* [What this task involves]: Extract every line from the entries below that contains the word "point", copying each one in full.

* [Input records]:
BEGIN
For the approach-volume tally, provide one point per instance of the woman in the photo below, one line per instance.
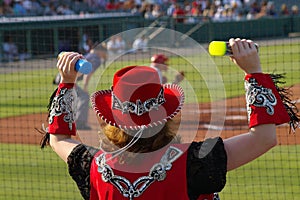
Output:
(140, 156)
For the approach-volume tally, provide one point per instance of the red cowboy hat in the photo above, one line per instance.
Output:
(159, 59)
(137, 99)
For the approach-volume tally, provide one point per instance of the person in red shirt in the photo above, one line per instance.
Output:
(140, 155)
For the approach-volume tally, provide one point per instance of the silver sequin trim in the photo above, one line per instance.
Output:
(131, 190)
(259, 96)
END
BEGIN
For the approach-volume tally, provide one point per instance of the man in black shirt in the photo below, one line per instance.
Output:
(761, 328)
END
* [Response to this task]:
For the approach-volume tally, provide one point per instance of the woman in the photo below, one line per instance.
For the approach-volume tally, provide one point per instance of the red cowboy hat in the photo above, one line per instance.
For the approach-volume tally, provide one point per instance of the person in red shirt in the photo above, one line per instance.
For the approach-volume tally, provide one point per instance of the silver sequin trim in the photo above, one line per instance.
For the approach-volume tally, provide one point per instance of the man in black shirt in the photo below, one line per instance.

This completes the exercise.